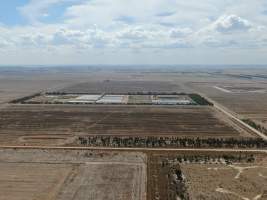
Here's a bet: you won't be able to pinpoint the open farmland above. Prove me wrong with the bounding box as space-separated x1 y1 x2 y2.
0 149 146 200
0 105 258 145
148 151 267 200
191 83 267 128
181 156 267 200
57 80 180 94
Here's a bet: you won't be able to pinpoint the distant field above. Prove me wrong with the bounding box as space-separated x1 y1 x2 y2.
0 105 255 145
0 149 146 200
147 151 267 200
192 83 267 128
57 81 180 94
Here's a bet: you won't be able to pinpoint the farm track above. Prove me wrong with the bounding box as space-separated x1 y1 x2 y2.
201 94 267 140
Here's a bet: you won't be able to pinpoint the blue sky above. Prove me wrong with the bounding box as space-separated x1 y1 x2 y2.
0 0 267 65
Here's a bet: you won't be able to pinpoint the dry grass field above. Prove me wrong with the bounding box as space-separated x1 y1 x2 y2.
181 156 267 200
0 149 146 200
0 105 255 145
189 82 267 128
147 151 267 200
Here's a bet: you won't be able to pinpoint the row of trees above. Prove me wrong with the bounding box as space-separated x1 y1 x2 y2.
78 136 267 148
242 119 267 135
10 93 41 104
188 94 213 106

__________________________________________________

**PROBLEM DESCRIPTION**. Render the lines above as a Markdown table with the columns No. and Text, numbering each line and skipping blank ones. Begin at the start of the rows and go on through the line that contains "57 81 180 94", leaving the pictures out.

**SOLUTION TO THE PROBLEM**.
| No. | Text |
|---|---|
| 1 | Here's a bet: you won't be able to pinpoint the open farmland above. Prove me wrong with the bounding box as space-separated x1 y1 x2 y2. |
| 2 | 0 149 146 200 |
| 3 | 0 105 258 145 |
| 4 | 148 151 267 200 |
| 5 | 191 83 267 128 |
| 6 | 181 156 267 200 |
| 7 | 57 80 180 94 |
| 8 | Here's a bet: you won't be able to pinpoint the distant field above. Prove me wrong with the bounding box as space-separated x1 y1 x2 y2. |
| 9 | 0 105 255 145 |
| 10 | 0 149 146 200 |
| 11 | 147 151 267 200 |
| 12 | 192 83 267 128 |
| 13 | 57 81 180 94 |